WHAT IS NEEDED:
Write out every one of the entries below word for word, without changing anything.

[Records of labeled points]
begin

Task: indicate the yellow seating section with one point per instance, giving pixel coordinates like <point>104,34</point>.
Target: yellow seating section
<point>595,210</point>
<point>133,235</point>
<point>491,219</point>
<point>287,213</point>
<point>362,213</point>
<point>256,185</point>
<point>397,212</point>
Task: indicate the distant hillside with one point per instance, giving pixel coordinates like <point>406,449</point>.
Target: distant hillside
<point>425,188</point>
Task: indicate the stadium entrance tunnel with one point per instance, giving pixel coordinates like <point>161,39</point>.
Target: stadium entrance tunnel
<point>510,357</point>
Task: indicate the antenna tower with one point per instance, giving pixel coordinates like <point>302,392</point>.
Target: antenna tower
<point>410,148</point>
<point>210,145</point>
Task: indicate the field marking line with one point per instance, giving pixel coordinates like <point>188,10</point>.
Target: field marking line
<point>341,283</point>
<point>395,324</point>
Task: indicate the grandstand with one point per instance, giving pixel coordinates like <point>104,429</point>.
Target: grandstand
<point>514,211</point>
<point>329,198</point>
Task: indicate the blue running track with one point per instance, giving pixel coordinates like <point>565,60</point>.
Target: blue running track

end

WRITTEN SOLUTION:
Task: indicate the yellow seating section with one point per instance, giving pixel coordinates like <point>104,34</point>.
Target: yellow seating section
<point>595,210</point>
<point>133,235</point>
<point>491,219</point>
<point>287,213</point>
<point>362,213</point>
<point>256,185</point>
<point>397,212</point>
Task: indicate the distant hillside with one point per instance, giving pixel coordinates like <point>406,449</point>.
Target: distant hillside
<point>425,188</point>
Task: indicate the stadium entrance tunnel with one point per instance, giving pixel coordinates like <point>161,39</point>.
Target: stadium entrance tunnel
<point>510,357</point>
Task: indicate the antenna tower with one point per instance, giving pixel coordinates like <point>302,392</point>.
Target: antenna tower
<point>410,148</point>
<point>210,145</point>
Task: indicate the field marking line with one point per instance, giving pixel coordinates like <point>188,10</point>.
Target: field marking line
<point>341,283</point>
<point>395,324</point>
Task: indicate the grandstand with one point per instance, giving pixel coordinates like <point>104,429</point>.
Target: grandstand
<point>514,211</point>
<point>329,198</point>
Task: indicate the blue running track with one point per instance, giving pixel coordinates like <point>565,60</point>.
Target: blue running track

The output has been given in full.